Here, the record contains no affirmative showing by appellant that he was unaware
of the consequences of his plea. The record is without evidence that appellant was misled
or harmed by the incorrect written admonishments as he never read the admonishments
at-issue. See Aguirre-Mata v. State, 125 S.W.3d 473, 476–77 (Tex. Crim. App. 2003)
(finding harmless error under article 26.13 because “[t]he record contains references to
the correct punishment range and there is nothing in the record that shows appellant was
unaware of the consequences of his plea or that he was misled or harmed”); see also
Estrada v. State, No. 13-23-00175-CR, 2023 WL 5624100, at *4 (Tex. App.—Corpus
Christi–Edinburg Aug. 31, 2023, no pet.) (mem. op., not designated for publication)
(same). To the contrary, as noted above, the record affirmatively demonstrates that
appellant was informed of the enhanced punishment range before the trial court accepted
his pleas of true to the enhancement paragraphs and his guilty pleas. Thus, any error
under article 26.13 regarding the incorrect written admonishments was rendered
harmless.
Meanwhile, for an appellant to prevail on a constitutional due process claim, “it is
not enough that the record is unrevealing with respect to whether he was admonished by
the trial court; the record must also be silent with respect to whether he was otherwise
provided, or nevertheless aware of, the requisite information to render his guilty plea
voluntary and intelligent.” Davison, 405 S.W.3d at 687. Having already concluded that
appellant was informed of the enhanced punishment range before the trial court accepted
6 his pleas of true to the enhancement paragraphs and his guilty pleas, we find this sub-
issue unavailing. See id.

Information supplied ▸
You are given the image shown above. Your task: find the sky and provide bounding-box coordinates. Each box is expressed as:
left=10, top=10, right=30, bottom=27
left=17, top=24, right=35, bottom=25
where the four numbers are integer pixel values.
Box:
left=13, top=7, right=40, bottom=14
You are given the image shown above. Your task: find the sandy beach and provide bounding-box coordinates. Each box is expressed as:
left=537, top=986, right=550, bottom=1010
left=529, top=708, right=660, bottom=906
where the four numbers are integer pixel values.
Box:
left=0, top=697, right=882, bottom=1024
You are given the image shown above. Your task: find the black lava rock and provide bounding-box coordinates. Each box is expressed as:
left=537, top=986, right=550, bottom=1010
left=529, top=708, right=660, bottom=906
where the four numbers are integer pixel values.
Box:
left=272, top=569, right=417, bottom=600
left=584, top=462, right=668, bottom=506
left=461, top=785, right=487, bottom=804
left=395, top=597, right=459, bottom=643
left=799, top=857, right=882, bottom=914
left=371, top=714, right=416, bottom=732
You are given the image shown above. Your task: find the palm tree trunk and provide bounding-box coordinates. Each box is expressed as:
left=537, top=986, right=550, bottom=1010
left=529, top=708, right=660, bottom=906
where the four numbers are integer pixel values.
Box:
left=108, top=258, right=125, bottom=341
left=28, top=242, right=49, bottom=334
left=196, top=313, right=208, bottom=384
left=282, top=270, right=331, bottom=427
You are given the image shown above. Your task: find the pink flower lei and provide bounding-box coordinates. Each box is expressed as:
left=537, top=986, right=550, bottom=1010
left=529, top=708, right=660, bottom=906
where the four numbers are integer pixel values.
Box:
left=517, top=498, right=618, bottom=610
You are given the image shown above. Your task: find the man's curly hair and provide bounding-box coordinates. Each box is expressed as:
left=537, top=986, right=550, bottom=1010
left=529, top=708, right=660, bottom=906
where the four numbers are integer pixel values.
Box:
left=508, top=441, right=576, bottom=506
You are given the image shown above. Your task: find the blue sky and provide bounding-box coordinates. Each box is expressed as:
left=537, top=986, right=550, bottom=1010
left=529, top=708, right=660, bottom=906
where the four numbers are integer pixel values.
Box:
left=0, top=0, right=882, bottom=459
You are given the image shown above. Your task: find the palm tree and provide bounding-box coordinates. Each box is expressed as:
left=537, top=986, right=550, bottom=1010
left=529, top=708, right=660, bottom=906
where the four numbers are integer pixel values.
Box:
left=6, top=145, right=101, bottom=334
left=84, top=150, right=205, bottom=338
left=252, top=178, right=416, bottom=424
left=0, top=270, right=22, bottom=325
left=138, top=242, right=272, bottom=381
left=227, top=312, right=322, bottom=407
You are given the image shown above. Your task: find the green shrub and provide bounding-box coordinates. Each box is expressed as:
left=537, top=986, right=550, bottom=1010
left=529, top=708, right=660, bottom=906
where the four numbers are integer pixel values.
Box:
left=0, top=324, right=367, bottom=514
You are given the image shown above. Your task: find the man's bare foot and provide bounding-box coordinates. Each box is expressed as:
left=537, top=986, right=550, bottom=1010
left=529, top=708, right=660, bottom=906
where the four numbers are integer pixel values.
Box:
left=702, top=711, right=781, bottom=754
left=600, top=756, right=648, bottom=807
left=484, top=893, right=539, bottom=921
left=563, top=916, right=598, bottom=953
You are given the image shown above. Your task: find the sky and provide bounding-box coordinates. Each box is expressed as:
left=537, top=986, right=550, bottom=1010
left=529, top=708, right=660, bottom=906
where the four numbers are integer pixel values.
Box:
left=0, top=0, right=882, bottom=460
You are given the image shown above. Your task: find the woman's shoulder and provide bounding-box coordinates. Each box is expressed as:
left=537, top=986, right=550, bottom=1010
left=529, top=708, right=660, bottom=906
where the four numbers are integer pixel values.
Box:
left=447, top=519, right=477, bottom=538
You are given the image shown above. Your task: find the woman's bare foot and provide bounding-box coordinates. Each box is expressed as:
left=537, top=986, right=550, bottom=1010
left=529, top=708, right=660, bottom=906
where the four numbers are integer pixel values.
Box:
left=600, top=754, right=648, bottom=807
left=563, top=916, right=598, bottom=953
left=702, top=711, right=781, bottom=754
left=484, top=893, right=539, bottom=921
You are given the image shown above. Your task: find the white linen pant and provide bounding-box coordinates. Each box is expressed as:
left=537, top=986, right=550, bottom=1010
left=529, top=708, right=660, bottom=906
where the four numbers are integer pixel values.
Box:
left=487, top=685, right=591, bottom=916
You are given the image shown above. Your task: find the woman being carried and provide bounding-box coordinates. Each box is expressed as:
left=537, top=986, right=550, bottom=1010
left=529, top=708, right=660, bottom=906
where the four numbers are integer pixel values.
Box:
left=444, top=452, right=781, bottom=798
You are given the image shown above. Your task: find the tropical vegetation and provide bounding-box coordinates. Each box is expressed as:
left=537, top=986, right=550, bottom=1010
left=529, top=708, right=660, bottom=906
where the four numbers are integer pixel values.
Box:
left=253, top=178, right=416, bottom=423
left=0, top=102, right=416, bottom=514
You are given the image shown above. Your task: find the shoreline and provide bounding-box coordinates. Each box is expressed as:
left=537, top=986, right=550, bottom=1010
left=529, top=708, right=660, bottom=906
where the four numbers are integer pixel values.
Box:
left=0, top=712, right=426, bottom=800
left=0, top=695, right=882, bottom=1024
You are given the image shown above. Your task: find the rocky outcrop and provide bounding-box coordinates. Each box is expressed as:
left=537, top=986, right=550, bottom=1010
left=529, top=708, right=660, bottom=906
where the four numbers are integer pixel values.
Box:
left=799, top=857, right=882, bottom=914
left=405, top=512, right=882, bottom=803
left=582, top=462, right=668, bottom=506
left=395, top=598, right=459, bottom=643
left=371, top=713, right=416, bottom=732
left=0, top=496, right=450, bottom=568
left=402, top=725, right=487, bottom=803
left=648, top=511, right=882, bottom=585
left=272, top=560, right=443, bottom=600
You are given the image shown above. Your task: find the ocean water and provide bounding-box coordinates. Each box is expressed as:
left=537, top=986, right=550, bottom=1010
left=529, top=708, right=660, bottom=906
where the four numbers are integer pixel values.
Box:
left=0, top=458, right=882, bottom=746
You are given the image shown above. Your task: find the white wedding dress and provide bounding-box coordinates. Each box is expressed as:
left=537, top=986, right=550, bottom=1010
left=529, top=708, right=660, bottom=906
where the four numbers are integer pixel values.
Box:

Written tasks ▸
1. According to the court opinion, why is there no evidence that the appellant was misled or harmed by the incorrect written admonishments?
2. Write the next part of the court opinion on the appellant's guilty pleas, starting after its last sentence.
The rows have nothing to do with the court opinion.

Responses to the exercise ▸
1. He never read the admonishments at issue.

2.
Finally, with regard to appellant’s generalized “void judgment” assertions, we note
that appellant “presented no evidence revealing any legal impediment to the use of his
prior felony convictions for enhancement purposes.” See Ex parte Parrott, 396 S.W.3d
531, 536–37 (Tex. Crim. App. 2013). It is undisputed that appellant entered into a plea-
bargain agreement with the State. Appellant, as the appellant in Parrott, was admonished
as to the range of punishment supported by his criminal history—to which he pleaded
true. Id.; see generally Wood v. State, 486 S.W.3d 583, 587 (Tex. Crim. App. 2016).
Because the entirety of the record supports a second-degree punishment, even assuming
the trial court erred in its written admonishment, appellant has not shown that he was
harmed by the error. See Ex parte Parrott, 396 S.W.3d at 536–37; see generally Wright
v. State, 506 S.W.3d 478, 482 (Tex. Crim. App. 2016). We overrule appellant’s sole issue.
III. CONCLUSION
We affirm the trial court’s judgment.
CLARISSA SILVA Justice
Do not publish. TEX. R. APP. P. 47.2 (b).
Delivered and filed on the 7th day of December, 2023.